_Goals:_
[A] For each statement below, say yes or no on whether it agrees with the text on the professor mistake, and quote the words of the text that decide it. (i) The professor mistake is assuming that your audience knows as much about your subject matter as you do. (ii) Many people signed up for the training program on online personal branding. (iii) Pressure to keep up appearances within an industry is given as a cause of sounding like you are addressing peers rather than customers.
[B] Rewrite the rows from the line with "Segment the cardboard" through the end of the rows, replacing "cardboard box" with "wooden crate" and leaving everything else unchanged.

_Text section:_
Some of the smartest people I know are not very successful at sales. This is probably because they make the 'professor mistake'.

This happens when you assume that your audience knows as much about your subject matter as you do.

Here's what happens: you spend so much time perfecting your knowledge on a specific subject that you end up believing that it is common knowledge.

But before you know it, you totally forget the fact that others haven't travelled that far up your learning curve.

I make this mistake more often than I want to admit!

A good example is when I assumed that everyone intuitively understood the importance of online personal branding. I got a reality check when only a handful of people signed up for my training program on the subject.

The lesson I learned is that I had failed to explain that great personal branding brings you more business. I simply assumed everyone would make that connection.

It turns out that to many people personal branding isn't even regarded as something positive because a lot of companies beat that out of their employees.

Looking back it seems very obvious but it is amazing how you can lose your bearings when you are in the fray.

Another element of the professor mistake is when you sound more like you are trying to communicate with your peers instead of your customers.

This happens because there is pressure to keep up appearances within an industry.

There's this common irrational fear that 'dumbing things down' makes us look stupid. As a result, we tend to forget what is best for the customer.

Stored data entries
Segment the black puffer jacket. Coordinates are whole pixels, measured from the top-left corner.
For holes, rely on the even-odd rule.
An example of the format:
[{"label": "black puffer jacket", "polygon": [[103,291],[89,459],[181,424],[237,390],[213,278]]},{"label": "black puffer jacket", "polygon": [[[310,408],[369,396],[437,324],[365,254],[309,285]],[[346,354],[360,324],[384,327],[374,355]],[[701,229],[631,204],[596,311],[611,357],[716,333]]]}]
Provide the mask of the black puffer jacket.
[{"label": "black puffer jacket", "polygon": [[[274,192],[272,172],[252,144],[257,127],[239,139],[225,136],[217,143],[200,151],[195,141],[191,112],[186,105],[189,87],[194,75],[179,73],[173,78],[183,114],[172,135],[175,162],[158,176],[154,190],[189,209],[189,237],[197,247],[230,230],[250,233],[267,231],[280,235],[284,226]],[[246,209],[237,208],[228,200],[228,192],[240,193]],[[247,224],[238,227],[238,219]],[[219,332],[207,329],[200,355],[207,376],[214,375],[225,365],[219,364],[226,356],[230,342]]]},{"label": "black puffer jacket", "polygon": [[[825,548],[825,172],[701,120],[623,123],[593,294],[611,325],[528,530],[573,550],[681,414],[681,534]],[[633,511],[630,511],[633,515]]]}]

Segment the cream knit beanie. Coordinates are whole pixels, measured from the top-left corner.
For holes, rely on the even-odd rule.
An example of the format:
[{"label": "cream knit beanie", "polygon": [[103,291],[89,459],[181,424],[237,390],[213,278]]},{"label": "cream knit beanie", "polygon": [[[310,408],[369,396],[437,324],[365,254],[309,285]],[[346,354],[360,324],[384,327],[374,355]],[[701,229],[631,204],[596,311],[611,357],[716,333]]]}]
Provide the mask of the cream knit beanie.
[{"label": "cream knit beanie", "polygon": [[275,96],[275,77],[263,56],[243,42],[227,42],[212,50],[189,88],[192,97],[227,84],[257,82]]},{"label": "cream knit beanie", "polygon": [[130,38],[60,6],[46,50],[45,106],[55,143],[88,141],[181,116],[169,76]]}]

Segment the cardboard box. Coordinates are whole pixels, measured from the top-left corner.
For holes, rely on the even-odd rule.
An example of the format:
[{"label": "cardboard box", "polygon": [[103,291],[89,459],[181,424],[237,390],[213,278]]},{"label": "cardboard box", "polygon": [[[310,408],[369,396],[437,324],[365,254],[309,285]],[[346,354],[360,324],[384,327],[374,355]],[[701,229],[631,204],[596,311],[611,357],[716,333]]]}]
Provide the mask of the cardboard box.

_Problem solutions:_
[A]
(i) Yes: "This happens when you assume that your audience knows as much about your subject matter as you do."
(ii) No: "only a handful of people signed up for my training program on the subject."
(iii) Yes: "This happens because there is pressure to keep up appearances within an industry."

[B]
Segment the wooden crate. Coordinates are whole pixels, measured from the top-left corner.
For holes, rely on the even-odd rule.
An example of the format:
[{"label": "wooden crate", "polygon": [[103,291],[89,459],[181,424],[237,390],[213,278]]},{"label": "wooden crate", "polygon": [[[310,408],[369,396],[437,324],[365,254],[309,285]],[[346,354],[360,324],[384,327],[374,355]],[[701,229],[631,204],[596,311],[611,357],[716,333]]]}]
Provide the mask of the wooden crate.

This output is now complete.